[Saved entries]
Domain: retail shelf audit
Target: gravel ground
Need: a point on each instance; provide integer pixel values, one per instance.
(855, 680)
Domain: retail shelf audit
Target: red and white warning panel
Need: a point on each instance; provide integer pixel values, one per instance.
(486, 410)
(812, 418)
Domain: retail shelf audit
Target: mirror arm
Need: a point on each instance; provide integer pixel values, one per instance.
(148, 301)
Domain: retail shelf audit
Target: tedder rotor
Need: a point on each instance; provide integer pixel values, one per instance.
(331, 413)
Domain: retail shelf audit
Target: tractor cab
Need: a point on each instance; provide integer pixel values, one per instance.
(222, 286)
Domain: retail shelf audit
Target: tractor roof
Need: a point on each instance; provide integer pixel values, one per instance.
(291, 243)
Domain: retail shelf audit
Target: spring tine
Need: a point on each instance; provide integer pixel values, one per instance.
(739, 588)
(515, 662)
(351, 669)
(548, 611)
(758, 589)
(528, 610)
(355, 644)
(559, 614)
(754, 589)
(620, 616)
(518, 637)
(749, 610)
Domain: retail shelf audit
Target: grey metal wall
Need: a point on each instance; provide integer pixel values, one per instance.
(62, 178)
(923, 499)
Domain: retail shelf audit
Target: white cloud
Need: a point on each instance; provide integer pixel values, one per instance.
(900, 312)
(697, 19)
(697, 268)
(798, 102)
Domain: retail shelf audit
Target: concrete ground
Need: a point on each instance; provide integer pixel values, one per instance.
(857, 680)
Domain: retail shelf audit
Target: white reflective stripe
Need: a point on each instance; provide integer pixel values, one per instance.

▶ [Problem to solve]
Lines from the start of the entries through the one containing "Target: white cloud" are to be set down again exactly, both ends included.

▶ [Reply]
Domain: retail shelf audit
Target: gravel ground
Need: a point on each instance; provide integer pixel values, one per instance.
(855, 680)
Domain: retail shelf audit
Target: red and white warning panel
Need: a point on each instance; provide integer pixel values, one per instance.
(486, 410)
(812, 418)
Domain: retail shelf audit
Target: mirror arm
Need: a point on each instance; provide integer pixel values, one per instance.
(148, 301)
Domain: retail shelf audit
Target: tedder rotor
Need: a point on each instance; provide integer pixel values, one per instance.
(331, 413)
Domain: retail shelf audit
Target: tractor cab
Need: a point on each instance; provide integer pixel values, one per instance.
(222, 286)
Domain: retail shelf audit
Target: tractor roof
Need: a point on each instance; provide integer pixel values, one per instance.
(291, 243)
Domain: retail shelf audit
Target: spring tine
Need: a point on each instance; provide integer pixel values, one per instance.
(739, 588)
(515, 662)
(351, 669)
(548, 611)
(758, 589)
(528, 610)
(355, 644)
(559, 614)
(754, 589)
(620, 616)
(518, 637)
(749, 610)
Domain: retail shelf audit
Target: grey metal wall
Need: a point on each instance; provide integer pixel values, one per instance.
(62, 178)
(923, 499)
Domain: retail shelf audit
Target: white cloud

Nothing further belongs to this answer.